**Document excerpt:**
※
Skip to main content
Version: v3.x (DDN)

Configuration Reference

Introduction

As the schema for this connector is mapped to file conventions and interactions for S3-compatible storage solutions, the connector does not generate any local configuration files. Instead, when you introspect your data source, this JSON schema is used to generate a DataConnectorLink in your subgraph's metadata, complete with all the resources available via a file system's API.

To explore this file, try out the how-to guide for Storage and — after introspecting — grep through the generated HML file for any endpoint you desire.

Below, you can find configuration information for various compatible providers.

General settings

The configuration file configuration.yaml contains a list of storage clients. Every client has common settings:

  • id: the unique identity of the client. This setting is optional unless there are many configured clients.
  • type: type of the storage provider. Accept one of s3, gcs, and azblob.
  • defaultBucket: the default bucket name.
  • authentication: the authentication setting.
  • endpoint: the base endpoint of the storage server. Required for other S3 compatible services such as MinIO, Cloudflare R2, DigitalOcean Spaces, etc...
  • publicHost: is used to configure the public host for pre-signed URL generation if the connector communicates privately with the storage server through an internal DNS. If this setting isn't set the host of the generated URL will be a private DNS that isn't accessible from the internet.
  • region: (optional) region of the bucket going to be created.
  • maxRetries: maximum number of retry times. Default 10.
  • defaultPresignedExpiry: the default expiry for pre-signed URL generation in duration format. The maximum expiry is 7 days (168h) and minimum is 1 second (1s).
  • trailingHeaders indicates server support for trailing headers. Only supported for v4 signatures.
  • allowedBuckets: the list of allowed bucket names. This setting prevents users from getting buckets and objects outside the list. However, it's recommended that permissions for the IAM credentials be restricted. This setting is useful to let the connector know which buckets belong to this client. The empty value means all buckets are allowed. The storage server will handle the validation.

S3-Compatible client

Authentication

Static credentials

Configure the authentication type static with accessKeyId and secretAccessKey. sessionToken is also supported for temporary access but for testing only.

clients:
- type: s3
authentication:
type: static
accessKeyId:
env: ACCESS_KEY_ID
secretAccessKey:
env: SECRET_ACCESS_KEY

IAM

The IAM authentication retrieves credentials from the AWS EC2, ECS, or EKS service, and keeps track if those credentials are expired. This authentication method can be used only if the connector is hosted in the AWS ecosystem.
※
**Short task a:**
Based on the configuration reference, say whether each statement agrees with it, answering yes or no and quoting the deciding words: (i) maxRetries defaults to 10; (ii) the connector generates local configuration files; (iii) IAM authentication works wherever the connector is hosted.
The configuration reference and the entries after it come from unrelated sources.
※
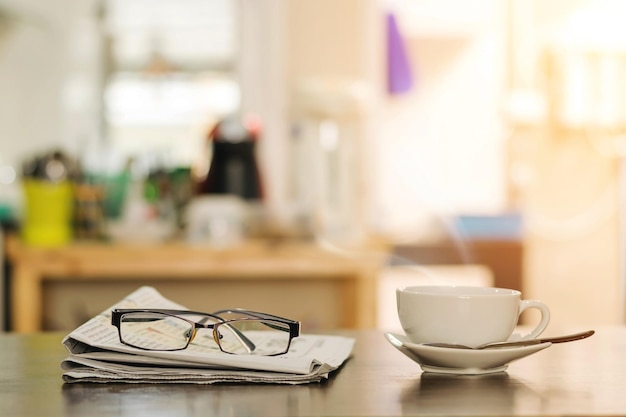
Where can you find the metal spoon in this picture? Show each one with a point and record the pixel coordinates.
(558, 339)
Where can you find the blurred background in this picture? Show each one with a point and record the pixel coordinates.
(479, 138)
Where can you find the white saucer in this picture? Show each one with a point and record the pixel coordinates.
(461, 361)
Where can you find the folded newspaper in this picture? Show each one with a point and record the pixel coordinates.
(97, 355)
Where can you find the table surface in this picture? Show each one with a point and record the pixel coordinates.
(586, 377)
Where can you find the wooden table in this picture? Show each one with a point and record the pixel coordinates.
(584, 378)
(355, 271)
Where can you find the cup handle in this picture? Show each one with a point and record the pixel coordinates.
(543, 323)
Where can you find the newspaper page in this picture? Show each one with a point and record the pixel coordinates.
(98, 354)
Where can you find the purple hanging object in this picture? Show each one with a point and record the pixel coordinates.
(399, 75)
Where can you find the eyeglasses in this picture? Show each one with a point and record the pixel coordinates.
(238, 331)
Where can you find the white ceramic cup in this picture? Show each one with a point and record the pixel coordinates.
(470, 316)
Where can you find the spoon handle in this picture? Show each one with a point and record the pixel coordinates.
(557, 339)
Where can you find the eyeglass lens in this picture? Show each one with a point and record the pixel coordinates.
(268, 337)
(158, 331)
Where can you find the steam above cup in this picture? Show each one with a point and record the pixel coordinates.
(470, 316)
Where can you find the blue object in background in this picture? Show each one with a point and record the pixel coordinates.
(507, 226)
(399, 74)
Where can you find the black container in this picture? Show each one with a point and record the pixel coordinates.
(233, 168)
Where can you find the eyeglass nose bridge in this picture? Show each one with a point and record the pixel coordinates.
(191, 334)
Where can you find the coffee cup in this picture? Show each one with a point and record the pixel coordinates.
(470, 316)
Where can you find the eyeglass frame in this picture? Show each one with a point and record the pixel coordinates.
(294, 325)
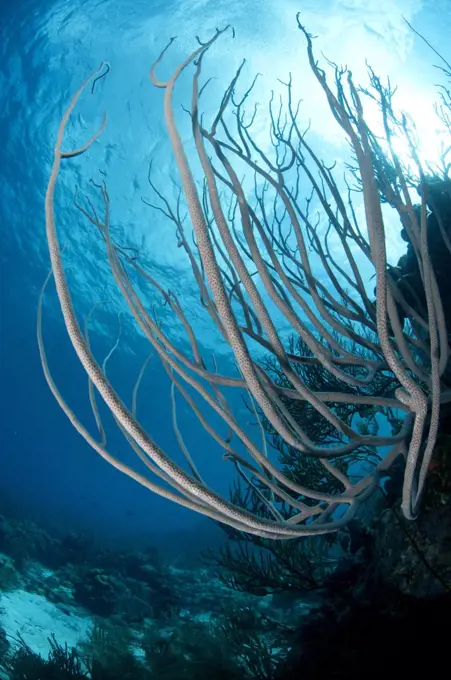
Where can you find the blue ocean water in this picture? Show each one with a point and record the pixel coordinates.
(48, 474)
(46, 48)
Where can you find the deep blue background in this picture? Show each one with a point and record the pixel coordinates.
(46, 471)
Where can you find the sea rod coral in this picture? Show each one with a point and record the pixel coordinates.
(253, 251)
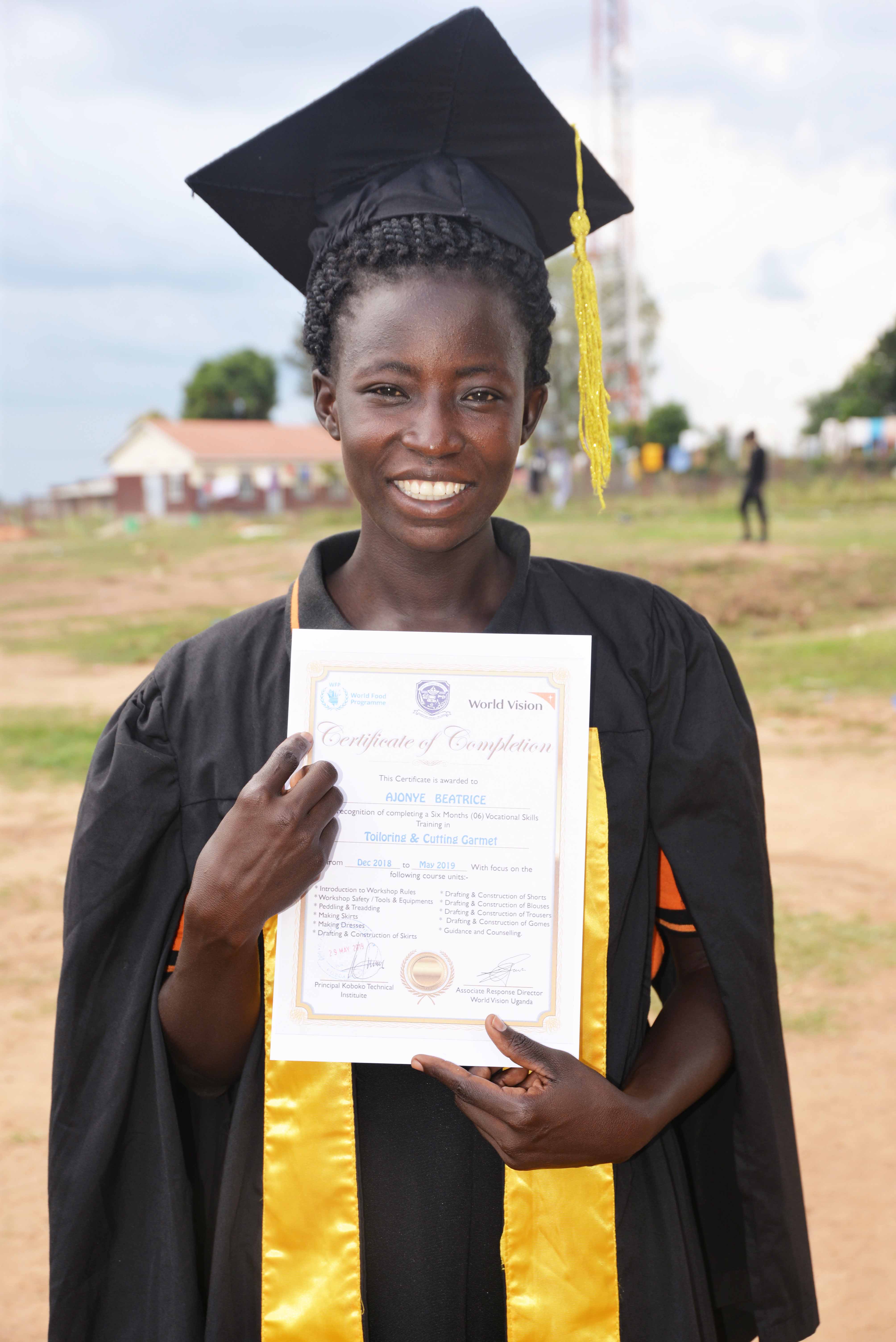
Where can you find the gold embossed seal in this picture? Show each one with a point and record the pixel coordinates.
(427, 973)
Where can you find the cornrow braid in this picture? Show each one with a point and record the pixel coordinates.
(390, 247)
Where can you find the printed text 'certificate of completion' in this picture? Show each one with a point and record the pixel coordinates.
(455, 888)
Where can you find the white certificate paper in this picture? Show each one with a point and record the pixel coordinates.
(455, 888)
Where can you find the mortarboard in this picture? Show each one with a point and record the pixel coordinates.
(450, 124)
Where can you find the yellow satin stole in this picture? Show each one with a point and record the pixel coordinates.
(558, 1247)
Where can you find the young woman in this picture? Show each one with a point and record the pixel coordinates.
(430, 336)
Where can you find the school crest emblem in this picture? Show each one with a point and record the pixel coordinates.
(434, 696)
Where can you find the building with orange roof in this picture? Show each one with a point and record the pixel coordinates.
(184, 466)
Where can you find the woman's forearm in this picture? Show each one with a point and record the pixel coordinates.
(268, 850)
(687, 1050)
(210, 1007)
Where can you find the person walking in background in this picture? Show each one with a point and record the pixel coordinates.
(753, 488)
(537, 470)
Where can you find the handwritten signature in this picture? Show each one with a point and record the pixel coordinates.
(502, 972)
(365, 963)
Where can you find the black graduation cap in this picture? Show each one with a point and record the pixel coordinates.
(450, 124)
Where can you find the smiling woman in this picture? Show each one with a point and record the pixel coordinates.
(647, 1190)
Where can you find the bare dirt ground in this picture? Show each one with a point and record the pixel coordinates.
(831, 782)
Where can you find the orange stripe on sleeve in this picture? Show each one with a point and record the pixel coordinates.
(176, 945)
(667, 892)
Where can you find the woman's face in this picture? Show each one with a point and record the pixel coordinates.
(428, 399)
※
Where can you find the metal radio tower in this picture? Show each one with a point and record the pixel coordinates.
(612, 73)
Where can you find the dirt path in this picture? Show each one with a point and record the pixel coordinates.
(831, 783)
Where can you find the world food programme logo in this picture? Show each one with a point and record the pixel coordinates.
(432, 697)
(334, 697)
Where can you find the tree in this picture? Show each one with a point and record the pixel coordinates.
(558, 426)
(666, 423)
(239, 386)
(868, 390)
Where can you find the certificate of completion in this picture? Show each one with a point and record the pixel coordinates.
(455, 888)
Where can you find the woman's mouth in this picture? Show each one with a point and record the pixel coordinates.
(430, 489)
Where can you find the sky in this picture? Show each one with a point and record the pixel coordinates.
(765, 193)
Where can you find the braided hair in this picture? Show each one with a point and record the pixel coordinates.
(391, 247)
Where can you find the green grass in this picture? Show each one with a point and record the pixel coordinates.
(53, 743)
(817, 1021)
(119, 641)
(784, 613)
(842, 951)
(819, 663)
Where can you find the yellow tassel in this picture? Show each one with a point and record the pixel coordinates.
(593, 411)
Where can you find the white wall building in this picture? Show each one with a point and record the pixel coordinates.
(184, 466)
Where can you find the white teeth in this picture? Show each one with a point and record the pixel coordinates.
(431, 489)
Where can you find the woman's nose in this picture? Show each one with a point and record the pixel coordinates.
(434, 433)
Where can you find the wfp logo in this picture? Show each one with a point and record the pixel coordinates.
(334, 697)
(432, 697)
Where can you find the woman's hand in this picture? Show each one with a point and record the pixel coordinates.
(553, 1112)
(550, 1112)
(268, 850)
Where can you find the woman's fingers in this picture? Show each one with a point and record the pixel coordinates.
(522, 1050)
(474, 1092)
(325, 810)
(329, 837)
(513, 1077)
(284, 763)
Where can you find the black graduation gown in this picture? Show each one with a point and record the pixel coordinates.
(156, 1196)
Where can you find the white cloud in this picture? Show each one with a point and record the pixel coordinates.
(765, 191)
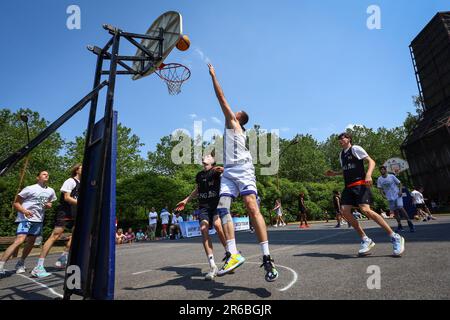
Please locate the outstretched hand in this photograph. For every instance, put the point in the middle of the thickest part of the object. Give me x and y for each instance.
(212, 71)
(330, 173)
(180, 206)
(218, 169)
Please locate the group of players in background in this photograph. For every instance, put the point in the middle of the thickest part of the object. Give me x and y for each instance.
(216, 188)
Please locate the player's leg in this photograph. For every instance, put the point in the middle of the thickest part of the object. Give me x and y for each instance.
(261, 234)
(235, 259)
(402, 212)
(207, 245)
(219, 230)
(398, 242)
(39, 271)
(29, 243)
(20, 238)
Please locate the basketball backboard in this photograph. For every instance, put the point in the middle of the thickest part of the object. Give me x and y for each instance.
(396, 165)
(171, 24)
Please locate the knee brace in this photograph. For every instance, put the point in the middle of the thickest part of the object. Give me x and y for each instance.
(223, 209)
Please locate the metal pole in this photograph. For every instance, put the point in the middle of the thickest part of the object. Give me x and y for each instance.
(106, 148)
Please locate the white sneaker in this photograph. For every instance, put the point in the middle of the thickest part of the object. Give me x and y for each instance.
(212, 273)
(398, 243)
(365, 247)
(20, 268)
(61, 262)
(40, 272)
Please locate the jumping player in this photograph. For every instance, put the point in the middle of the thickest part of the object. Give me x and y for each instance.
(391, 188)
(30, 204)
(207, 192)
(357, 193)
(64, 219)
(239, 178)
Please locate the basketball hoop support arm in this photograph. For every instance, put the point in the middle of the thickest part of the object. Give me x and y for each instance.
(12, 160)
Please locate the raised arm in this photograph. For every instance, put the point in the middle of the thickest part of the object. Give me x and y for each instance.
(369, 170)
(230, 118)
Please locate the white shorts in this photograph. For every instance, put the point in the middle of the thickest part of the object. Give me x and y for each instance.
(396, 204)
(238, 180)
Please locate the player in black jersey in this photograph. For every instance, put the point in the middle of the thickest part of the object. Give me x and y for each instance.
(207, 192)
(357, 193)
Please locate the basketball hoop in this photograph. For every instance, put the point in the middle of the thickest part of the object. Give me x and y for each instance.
※
**Short task b:**
Reproduce word for word the entries from the line with "Please locate the player in" up to and including the line with "Please locate the basketball hoop in".

**Written reply a:**
(i) Yes: "maxRetries: maximum number of retry times. Default 10."
(ii) No: "the connector does not generate any local configuration files."
(iii) No: "This authentication method can be used only if the connector is hosted in the AWS ecosystem."

**Written reply b:**
Please locate the player in black jersey in this photograph. For every instance, put the point in the middle of the thickest part of the object. Give me x and y for each instance.
(207, 192)
(357, 193)
Please locate the basketball hoop in this photograph. For every instance, put the point in the middle of the thickest part of the object. Give me x and y for each instance.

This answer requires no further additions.